▶ [Excerpt to read]:
━━━━━━━━━━━━━━━━━━━━━━━━━━━━━━

The Pine City School Board was taken on a tour of the elementary school Monday evening before their August meeting.

The building has parts that date back to the 1940s and has been in need of repairs and updates for many years, according to Director of Buildings and Grounds Scott Miller.

Miller along with Sam Christianson of Kraft Mechanical and Luke Anderson of Anderson Electric took the board and community members through the building, starting in the first-grade wing.

"This is actually the worst part of our building," Miller told the board. "I don't have a clue what to do. How much money do you spend to fix it, or do you fix it and move on?" Sam worked when they condemned Mora's (school building), and he said this building made that building "look like a palace."

Miller said the west end of the building has sunk two inches, which has caused issues with the drain that runs through that section. He said the sinking has caused a belly in the drain that needs to be snaked every few months to keep it flowing.

Built in 1962, the section of the school also suffered from regular waterline breaks and has asbestos in the ceiling. Thankfully, Miller says the asbestos is entombed so it's not considered a threat, but anytime there's a break, sections of it need to be removed so patches can be made.

━━━━━━━━━━━━━━━━━━━━━━━━━━━━━━

▶ [Data to examine]:
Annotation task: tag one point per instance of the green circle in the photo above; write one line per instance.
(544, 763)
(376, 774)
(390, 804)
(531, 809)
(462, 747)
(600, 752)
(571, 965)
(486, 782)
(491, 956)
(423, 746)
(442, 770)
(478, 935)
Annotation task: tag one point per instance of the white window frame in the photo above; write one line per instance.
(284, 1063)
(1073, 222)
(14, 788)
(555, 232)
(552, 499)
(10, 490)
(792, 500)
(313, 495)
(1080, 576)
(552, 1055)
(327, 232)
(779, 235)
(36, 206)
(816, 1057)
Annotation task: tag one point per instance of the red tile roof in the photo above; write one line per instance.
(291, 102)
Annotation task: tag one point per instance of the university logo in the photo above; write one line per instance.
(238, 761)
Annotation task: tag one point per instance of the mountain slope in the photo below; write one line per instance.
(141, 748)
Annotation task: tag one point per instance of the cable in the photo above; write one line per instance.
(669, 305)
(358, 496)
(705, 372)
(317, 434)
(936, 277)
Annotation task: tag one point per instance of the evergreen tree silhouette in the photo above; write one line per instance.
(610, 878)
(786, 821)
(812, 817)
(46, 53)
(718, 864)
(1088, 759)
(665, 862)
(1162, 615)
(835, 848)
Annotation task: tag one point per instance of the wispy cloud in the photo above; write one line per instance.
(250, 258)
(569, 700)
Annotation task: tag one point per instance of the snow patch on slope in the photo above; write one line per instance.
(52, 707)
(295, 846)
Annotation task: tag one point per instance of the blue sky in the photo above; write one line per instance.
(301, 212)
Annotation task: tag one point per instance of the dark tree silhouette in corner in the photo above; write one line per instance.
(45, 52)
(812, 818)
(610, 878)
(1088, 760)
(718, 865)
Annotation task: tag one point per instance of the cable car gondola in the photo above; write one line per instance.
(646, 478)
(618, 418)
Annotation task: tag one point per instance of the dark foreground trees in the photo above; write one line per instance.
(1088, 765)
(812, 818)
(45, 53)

━━━━━━━━━━━━━━━━━━━━━━━━━━━━━━

▶ [Problem set]:
a) Please copy the passage from the school tour article starting at "Miller along with" and ending at "the first-grade wing.".
b) Using the school tour article, explain why the drain in the west end of the building must be snaked every few months. Answer in one to three sentences.
c) According to the school tour article, who is the Director of Buildings and Grounds?

▶ [List of solutions]:
a)
Miller along with Sam Christianson of Kraft Mechanical and Luke Anderson of Anderson Electric took the board and community members through the building, starting in the first-grade wing.

b) The west end of the building has sunk two inches, which has created a belly in the drain that runs through that section. The drain has to be snaked every few months to keep it flowing.

c) Scott Miller